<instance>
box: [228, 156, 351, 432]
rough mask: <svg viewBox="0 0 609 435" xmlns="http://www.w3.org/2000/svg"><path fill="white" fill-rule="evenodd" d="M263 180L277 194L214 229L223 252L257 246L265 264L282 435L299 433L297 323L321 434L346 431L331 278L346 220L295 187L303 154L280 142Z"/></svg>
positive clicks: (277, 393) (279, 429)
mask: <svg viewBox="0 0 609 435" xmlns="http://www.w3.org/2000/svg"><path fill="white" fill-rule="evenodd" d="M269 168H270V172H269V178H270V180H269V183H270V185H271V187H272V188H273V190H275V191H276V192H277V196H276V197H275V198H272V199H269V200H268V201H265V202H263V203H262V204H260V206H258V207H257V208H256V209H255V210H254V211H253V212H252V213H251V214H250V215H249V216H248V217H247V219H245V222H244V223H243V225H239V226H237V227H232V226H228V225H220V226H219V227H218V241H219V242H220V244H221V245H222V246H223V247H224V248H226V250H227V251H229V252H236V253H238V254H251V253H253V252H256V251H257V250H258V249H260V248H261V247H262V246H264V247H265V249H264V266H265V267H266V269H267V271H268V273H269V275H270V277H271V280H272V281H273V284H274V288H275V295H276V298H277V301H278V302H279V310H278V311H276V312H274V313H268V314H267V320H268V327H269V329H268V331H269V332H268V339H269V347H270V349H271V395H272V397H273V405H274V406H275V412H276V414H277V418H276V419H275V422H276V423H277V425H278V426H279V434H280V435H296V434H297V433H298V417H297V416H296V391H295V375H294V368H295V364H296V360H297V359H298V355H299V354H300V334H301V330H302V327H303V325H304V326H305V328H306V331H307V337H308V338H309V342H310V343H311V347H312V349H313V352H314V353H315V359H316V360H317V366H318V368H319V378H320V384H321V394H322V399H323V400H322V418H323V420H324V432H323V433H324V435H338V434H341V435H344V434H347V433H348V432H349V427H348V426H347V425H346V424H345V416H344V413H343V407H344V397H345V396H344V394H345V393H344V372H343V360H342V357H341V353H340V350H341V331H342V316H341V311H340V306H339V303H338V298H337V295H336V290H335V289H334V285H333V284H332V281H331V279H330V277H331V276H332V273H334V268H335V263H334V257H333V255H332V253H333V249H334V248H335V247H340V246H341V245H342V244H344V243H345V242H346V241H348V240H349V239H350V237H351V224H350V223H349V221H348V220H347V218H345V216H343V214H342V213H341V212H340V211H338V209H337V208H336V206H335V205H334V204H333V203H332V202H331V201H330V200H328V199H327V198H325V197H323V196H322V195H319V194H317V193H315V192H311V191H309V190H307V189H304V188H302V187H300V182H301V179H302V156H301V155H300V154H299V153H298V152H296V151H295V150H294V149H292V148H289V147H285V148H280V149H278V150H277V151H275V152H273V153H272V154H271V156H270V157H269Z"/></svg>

*TRY IT*. Transcribe the records above without altering a single character.

*SOLUTION FOR THIS EXERCISE*.
<instance>
box: [228, 156, 351, 432]
rough mask: <svg viewBox="0 0 609 435" xmlns="http://www.w3.org/2000/svg"><path fill="white" fill-rule="evenodd" d="M263 180L277 194L214 229L223 252L257 246L265 264L282 435L299 433L297 323L321 434L346 431L331 278L346 220L295 187L303 154L280 142Z"/></svg>
positive clicks: (277, 393) (279, 429)
mask: <svg viewBox="0 0 609 435" xmlns="http://www.w3.org/2000/svg"><path fill="white" fill-rule="evenodd" d="M269 168H270V172H269V178H270V180H269V183H270V185H271V187H272V188H273V190H275V191H276V192H277V196H276V197H275V198H272V199H269V200H268V201H265V202H263V203H262V204H260V206H258V207H257V208H256V209H255V210H254V211H253V212H252V213H251V214H250V215H249V216H248V217H247V219H245V222H244V223H243V225H239V226H237V227H232V226H228V225H220V226H219V227H218V241H219V242H220V244H221V245H222V246H223V247H224V248H226V250H227V251H229V252H236V253H238V254H251V253H253V252H256V251H257V250H258V249H260V248H261V247H262V246H264V247H265V249H264V266H265V267H266V269H267V271H268V273H269V275H270V277H271V280H272V281H273V284H274V288H275V295H276V298H277V301H278V302H279V310H278V311H276V312H274V313H268V314H267V320H268V327H269V329H268V331H269V332H268V339H269V347H270V349H271V395H272V397H273V405H274V406H275V412H276V414H277V418H276V419H275V422H276V423H277V425H278V426H279V434H280V435H296V434H297V433H298V417H297V416H296V391H295V375H294V368H295V364H296V360H297V359H298V355H299V354H300V334H301V330H302V327H303V325H304V326H305V328H306V331H307V337H308V338H309V342H310V343H311V347H312V349H313V352H314V353H315V359H316V360H317V366H318V368H319V378H320V384H321V394H322V399H323V400H322V418H323V420H324V432H323V433H324V435H338V434H341V435H344V434H347V433H348V432H349V427H348V426H347V425H346V424H345V416H344V413H343V407H344V397H345V396H344V394H345V393H344V372H343V360H342V357H341V353H340V350H341V331H342V316H341V311H340V306H339V303H338V298H337V295H336V290H335V289H334V285H333V284H332V281H331V279H330V277H331V276H332V273H334V268H335V263H334V257H333V255H332V253H333V249H334V248H335V247H340V246H341V245H342V244H344V243H345V242H346V241H348V240H349V239H350V237H351V224H350V223H349V221H348V220H347V218H345V216H343V214H342V213H341V212H340V211H338V209H337V208H336V206H335V205H334V204H333V203H332V202H331V201H330V200H328V199H327V198H325V197H323V196H322V195H319V194H317V193H315V192H311V191H309V190H307V189H304V188H302V187H300V182H301V179H302V156H301V155H300V154H299V153H298V152H296V151H295V150H294V149H292V148H289V147H285V148H280V149H278V150H277V151H275V152H273V153H272V154H271V156H270V157H269Z"/></svg>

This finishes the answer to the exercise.